What to do –
#1 According to the RootToReceptor page below, where did Dr. Suchita Pande complete her postdoctoral research?
#2 Write the next part of the RootToReceptor page below, starting after its final sentence.

Document extract –
---------------

Our Mission
RootToReceptor aims to advance the scientific understanding of how biofield sciences, consciousness-based practices, integrative and traditional healing modalities influence human energetics, molecular signaling and physiological regulation to restore balance and promote holistic well-being.
Our mission is to bridge the long-standing gap between modern biomedical science and consciousness-based healing practices through rigorous evidence-based and transdisciplinary research. RootToReceptor seeks to develop a unified model that explains how energy, emotions and inherited energetic or epigenetic patterns influence health, and how these healing modalities regulate the system back toward coherence and wholeness. The initiative works to illuminate the mechanisms that connect consciousness with biology and to advance the scientific understanding of human healing and resilience.
Our Purpose
RootToReceptor serves as both a scientific research platform and an educational bridge for integrative medicine and health. Its purpose is to translate emerging scientific insights into awareness, education and empowerment.
Through collaborative research, consultation and advisory services and public education initiatives, RootToReceptor works to make the science of healing accessible, practical and evidence informed. It encourages conscious engagement in self-care and community wellness by inviting individuals to explore the interplay of mind, body and spirit through knowledge, reflection and experiential learning.
By integrating science with ancient wisdom traditions, RootToReceptor brings the study of healing into everyday life. It helps people reconnect with their innate intelligence and the natural coherence of the human system, from the root cause to the receptor level where biology and consciousness meet.
Meet the Founder

Dr. Suchita Pande earned a PhD in Biomedical Engineering and Biotechnology from the University of Massachusetts Lowell, USA. Her doctoral training focused on molecular and structural biology with an emphasis on protein-level mechanisms and molecular regulation. She completed postdoctoral research in molecular cardiology and cardiovascular science at Tufts Medical Center, Boston, USA. She has served as an Assistant Professor at UPES, Dehradun, India, in the School of Health Sciences and Technology.
Her curiosity about healing deepened through her own experience of recovery and renewed self-awareness. Through lived experience with Reiki, yoga, and sound-based practices, she observed shifts in inner coherence and regulation that felt meaningful in the body. This led her to explore how these modalities may influence physiology through modulation of molecular signaling, epigenetics and gene regulation, and systems-level regulation.

---------------

Records supplied –

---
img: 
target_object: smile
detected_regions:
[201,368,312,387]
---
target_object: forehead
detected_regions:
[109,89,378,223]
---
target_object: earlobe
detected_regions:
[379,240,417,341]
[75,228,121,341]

---------------

Task answers –
#1 At Tufts Medical Center in Boston, USA, in molecular cardiology and cardiovascular science.

#2
RootToReceptor™ is a transdisciplinary platform that convenes scientific, clinical, and practitioner perspectives to build research frameworks and investigate mechanisms of stress regulation, molecular signaling, epigenetics and gene regulation, and whole-system coherence across consciousness-informed modalities. These include yoga, meditation, Ayurveda, nutrition, biofield science, Reiki and energy medicine, and sound- and vibration-based therapies.
Dr. Pande is also committed to science-based public education in this space. She aims to translate emerging evidence into accessible workshops, talks, and learning programs for students, practitioners, and the wider public, while strengthening research literacy and supporting meaningful collaboration between scientific, clinical, and practitioner communities.
Selected Peer-Reviewed Publications
Featured publications reflecting mechanistic cardiovascular biology and structural protein science.
- MLK3 mediates impact of PKG1α on cardiac function and controls blood pressure through separate mechanisms. JCI Insight (2021).
- Mixed lineage kinase 3 requires a functional CRIB domain for regulation of blood pressure, cardiac hypertrophy, and left ventricular function. American Journal of Physiology: Heart and Circulatory Physiology (2022).
- The splicing factor hnRNPL demonstrates conserved myocardial regulation across species and is altered in heart failure. FEBS Letters (2024).
- Structural basis of a point mutation that causes the genetic disease aspartylglucosaminuria. Structure (2014).
- The T99K variant of glycosylasparaginase shows a new structural mechanism of the genetic disease aspartylglucosaminuria. Protein Science (2019).